The third year of the US' global "war on terror" saw a number of high-profile terrorist acts in a wide range of countries. The most prominent were the occupation of a school in southern Russia by Chechen terrorists and the bombing of two train stations in Madrid, Spain.
The Russian school crisis began with an undetermined number of heavily armed assailants storming a high school in Beslan, North Ossetia, taking hundreds of schoolchildren and their parents hostage.
The assailants rigged the school with explosives and began a tense standoff with Russian police and special forces. The standoff ended when a large group of hostages tried to run to safety, causing the authorities to storm the building when the Chechen assailants began firing at the fleeing children and adults.
At least 330 people, more than half of them children, were killed, according to figures released by the authorities when the tragedy ended.
Meanwhile, in Madrid, Islamic militants staged a coordinated attack using 10 separate bombs during rush hour on four commuter trains. The attacks occured on March 11, shortly before Spain held national elections. At least 193 people were confirmed dead.
The attacks were initially blamed on the Basque separatist group ETA, which denied any involvement. Later, the investigation made it clear that Islamic militants were to blame for the atrocity, and a group calling itself the Moroccan Islamic Combatant Group was widely credited with the attack.
The fallout from the terrorists' action helped to bring down the conservative government of Jose Maria Aznar, who had been a staunch supporter of US President George W. Bush's war on terrorism.

(PROVIDED INFORMATION)
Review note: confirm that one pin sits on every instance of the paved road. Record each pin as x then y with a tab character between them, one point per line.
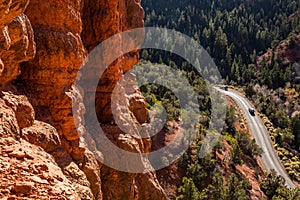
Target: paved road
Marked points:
260	134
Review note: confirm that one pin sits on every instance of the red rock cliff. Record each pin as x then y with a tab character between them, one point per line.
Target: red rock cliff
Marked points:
43	154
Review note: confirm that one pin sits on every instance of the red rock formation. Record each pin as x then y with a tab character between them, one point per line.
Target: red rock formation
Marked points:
16	39
39	160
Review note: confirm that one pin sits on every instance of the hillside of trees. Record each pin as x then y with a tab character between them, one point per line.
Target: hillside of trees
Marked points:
236	34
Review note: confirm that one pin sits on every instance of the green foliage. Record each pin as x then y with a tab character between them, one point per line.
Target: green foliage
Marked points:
274	188
189	191
248	146
295	127
233	32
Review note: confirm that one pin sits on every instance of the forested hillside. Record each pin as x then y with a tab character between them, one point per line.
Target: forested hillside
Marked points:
235	33
256	46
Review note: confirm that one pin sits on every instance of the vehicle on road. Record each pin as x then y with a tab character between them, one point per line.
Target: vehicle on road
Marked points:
251	111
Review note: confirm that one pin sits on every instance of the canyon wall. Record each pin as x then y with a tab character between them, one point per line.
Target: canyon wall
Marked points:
44	152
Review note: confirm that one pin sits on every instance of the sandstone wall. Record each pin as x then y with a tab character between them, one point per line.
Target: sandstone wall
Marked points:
42	45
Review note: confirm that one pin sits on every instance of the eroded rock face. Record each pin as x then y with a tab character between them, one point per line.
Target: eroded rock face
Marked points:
16	39
54	160
50	75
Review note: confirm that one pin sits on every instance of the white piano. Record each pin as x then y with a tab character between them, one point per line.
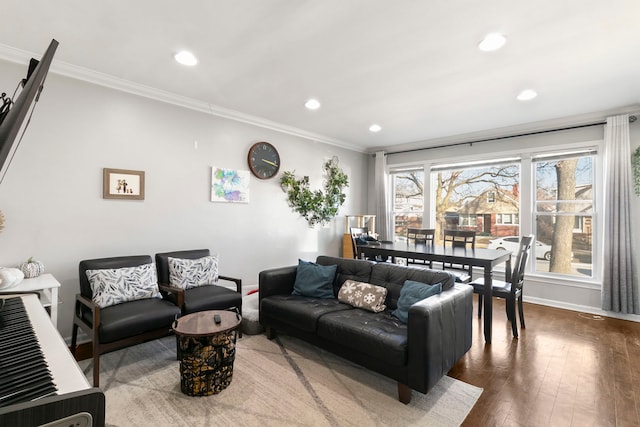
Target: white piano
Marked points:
67	398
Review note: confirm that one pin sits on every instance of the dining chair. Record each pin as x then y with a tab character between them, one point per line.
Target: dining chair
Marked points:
511	289
424	236
357	234
460	239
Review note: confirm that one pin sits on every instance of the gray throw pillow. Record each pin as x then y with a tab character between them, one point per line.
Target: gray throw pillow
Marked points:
314	280
191	273
118	285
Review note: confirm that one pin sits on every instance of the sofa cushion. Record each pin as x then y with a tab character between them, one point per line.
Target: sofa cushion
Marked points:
314	280
363	295
190	273
392	277
118	285
411	293
298	311
379	335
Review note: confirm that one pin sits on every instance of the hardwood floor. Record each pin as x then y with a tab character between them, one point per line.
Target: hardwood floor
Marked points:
566	369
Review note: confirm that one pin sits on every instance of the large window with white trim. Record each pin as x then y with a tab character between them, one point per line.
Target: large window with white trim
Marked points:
557	190
408	200
564	212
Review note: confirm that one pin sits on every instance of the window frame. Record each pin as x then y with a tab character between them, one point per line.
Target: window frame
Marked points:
524	155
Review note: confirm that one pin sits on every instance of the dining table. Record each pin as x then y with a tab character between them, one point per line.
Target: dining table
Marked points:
487	259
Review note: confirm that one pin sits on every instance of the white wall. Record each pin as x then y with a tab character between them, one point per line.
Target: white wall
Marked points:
570	294
52	200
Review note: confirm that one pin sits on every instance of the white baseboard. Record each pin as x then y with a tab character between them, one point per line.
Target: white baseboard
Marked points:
582	308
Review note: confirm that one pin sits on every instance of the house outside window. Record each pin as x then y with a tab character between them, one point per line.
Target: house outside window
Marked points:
487	197
564	211
481	195
408	200
467	220
506	218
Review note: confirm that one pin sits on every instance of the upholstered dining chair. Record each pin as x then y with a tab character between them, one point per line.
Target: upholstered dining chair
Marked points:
510	289
425	236
357	233
110	322
190	292
460	239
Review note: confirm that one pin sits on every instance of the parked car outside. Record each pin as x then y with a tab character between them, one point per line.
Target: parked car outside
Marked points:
511	243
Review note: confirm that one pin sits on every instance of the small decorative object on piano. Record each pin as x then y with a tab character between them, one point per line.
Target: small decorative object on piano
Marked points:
32	268
10	277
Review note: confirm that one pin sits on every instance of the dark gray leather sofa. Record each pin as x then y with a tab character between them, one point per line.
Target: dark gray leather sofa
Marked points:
416	354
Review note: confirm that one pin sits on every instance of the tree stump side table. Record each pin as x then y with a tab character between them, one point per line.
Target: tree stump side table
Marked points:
206	351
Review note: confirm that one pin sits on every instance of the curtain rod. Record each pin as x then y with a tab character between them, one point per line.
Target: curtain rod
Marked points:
497	138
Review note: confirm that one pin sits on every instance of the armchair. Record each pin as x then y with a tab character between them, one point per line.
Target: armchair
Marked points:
118	325
198	298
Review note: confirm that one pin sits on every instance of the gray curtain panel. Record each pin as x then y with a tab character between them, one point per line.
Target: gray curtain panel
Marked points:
619	287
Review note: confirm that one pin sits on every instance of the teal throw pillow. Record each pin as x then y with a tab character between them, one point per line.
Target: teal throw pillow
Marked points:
411	293
314	280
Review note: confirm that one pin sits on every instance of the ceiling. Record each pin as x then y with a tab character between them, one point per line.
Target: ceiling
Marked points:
413	67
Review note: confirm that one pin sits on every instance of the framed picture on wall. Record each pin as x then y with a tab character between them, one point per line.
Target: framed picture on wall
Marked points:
122	184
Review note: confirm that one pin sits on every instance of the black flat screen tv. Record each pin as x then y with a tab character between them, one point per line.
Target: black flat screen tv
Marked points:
13	120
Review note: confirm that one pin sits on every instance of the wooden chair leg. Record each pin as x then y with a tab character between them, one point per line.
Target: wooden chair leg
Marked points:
96	370
96	362
521	312
404	393
511	315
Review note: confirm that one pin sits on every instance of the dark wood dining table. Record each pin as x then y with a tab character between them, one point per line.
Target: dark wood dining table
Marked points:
479	257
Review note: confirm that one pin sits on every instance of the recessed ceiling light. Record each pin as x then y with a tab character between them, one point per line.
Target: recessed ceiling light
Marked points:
491	42
186	58
527	95
312	104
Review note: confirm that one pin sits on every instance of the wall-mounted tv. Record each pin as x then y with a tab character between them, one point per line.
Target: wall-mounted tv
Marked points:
20	107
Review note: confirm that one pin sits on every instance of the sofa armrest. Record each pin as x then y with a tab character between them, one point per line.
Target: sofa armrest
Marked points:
277	281
439	333
238	282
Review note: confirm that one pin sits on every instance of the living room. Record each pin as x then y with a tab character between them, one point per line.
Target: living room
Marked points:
52	202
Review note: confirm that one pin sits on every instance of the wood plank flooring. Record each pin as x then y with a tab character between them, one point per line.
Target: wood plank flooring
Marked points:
566	369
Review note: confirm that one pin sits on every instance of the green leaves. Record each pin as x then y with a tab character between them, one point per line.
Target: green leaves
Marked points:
317	207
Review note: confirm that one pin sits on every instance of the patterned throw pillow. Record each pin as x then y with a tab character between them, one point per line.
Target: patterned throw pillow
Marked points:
117	285
191	273
363	295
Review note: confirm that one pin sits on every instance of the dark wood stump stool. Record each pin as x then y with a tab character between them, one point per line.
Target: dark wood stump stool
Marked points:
206	350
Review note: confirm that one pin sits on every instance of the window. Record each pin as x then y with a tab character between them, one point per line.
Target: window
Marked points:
408	200
502	218
468	220
564	214
479	196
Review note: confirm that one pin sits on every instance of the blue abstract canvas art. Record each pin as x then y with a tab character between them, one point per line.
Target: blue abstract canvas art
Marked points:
229	185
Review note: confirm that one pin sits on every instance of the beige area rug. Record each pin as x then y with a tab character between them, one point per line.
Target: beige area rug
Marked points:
284	382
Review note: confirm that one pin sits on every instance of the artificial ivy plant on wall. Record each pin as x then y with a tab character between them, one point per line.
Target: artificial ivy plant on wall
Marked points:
317	207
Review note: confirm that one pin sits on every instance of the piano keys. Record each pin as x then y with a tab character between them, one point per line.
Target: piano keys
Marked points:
40	381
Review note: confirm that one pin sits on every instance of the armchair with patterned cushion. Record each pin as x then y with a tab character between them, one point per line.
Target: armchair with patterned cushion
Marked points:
190	278
119	305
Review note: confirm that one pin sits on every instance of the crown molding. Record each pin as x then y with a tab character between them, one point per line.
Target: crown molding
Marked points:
62	68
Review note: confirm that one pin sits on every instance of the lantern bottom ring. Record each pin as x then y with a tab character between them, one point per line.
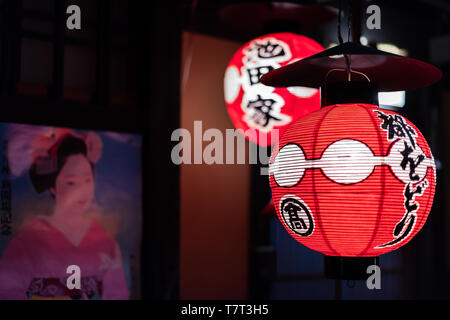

(WHAT YOU SHOULD DO) In two sentences, summarize the text above about the terrorist attacks.

(OUTPUT OF THE EXERCISE) In the third year of the US "war on terror," Chechen assailants took hundreds of schoolchildren and their parents hostage at a school in Beslan, North Ossetia, and the standoff ended when authorities stormed the building, with at least 330 people killed, more than half of them children. In Madrid, Islamic militants set off 10 bombs on four commuter trains during rush hour on March 11, killing at least 193 people, and the fallout helped bring down the conservative government of Jose Maria Aznar.